◆ **Required work**
Could you rewrite the listing from the line with "Expected behaviour: mark a point on the broad" up to and including the line with "141], [46, 128]]", requests included, multiplying every point coordinate in the results by 1.55 and rounding each to a whole number, halves up? Leave the requests and their sample positions unchanged, and omit the picture.

◆ **Source material**

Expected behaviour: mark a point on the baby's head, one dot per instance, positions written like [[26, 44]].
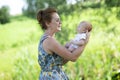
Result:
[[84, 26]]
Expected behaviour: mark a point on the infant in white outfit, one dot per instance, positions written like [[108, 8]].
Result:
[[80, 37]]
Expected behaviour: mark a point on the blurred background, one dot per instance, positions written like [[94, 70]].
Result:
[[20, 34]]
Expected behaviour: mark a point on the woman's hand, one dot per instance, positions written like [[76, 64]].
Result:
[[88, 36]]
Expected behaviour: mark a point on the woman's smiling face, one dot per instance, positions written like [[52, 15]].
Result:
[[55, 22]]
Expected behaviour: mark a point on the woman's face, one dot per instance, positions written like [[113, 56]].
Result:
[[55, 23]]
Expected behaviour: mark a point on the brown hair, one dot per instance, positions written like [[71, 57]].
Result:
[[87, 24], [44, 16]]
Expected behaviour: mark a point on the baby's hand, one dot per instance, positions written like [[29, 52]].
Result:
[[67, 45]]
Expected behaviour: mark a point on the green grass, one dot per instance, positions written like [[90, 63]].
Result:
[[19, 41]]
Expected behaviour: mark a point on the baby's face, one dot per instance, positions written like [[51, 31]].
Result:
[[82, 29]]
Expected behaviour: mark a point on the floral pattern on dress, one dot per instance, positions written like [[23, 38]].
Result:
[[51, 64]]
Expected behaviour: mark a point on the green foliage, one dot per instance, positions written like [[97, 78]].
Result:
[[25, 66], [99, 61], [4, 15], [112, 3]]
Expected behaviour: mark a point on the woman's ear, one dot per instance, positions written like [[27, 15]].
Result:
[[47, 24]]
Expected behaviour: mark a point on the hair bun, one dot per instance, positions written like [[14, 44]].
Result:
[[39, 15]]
...
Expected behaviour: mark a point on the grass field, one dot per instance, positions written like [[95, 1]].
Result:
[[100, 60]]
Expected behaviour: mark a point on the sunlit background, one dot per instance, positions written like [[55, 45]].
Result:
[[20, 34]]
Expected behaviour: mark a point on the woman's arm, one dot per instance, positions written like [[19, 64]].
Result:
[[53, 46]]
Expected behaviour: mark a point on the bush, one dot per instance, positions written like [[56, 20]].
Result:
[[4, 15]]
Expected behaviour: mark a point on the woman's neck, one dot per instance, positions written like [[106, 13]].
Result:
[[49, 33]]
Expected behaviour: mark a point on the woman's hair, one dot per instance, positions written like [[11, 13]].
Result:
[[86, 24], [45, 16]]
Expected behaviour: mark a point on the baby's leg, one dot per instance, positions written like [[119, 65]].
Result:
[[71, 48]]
==
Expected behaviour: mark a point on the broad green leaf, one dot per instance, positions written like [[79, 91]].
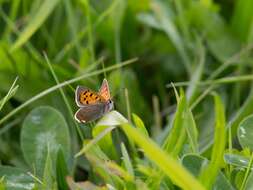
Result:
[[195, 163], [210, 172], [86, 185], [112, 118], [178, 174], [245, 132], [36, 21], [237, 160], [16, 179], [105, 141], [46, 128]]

◆ **Correct output**
Expected behaviour: mark a point on the broad green leaf, one dot per instance, positions written like [[79, 91]].
Result:
[[302, 253], [326, 267], [133, 287], [174, 183], [276, 270], [380, 205], [56, 33], [367, 248], [25, 277], [163, 219], [71, 198]]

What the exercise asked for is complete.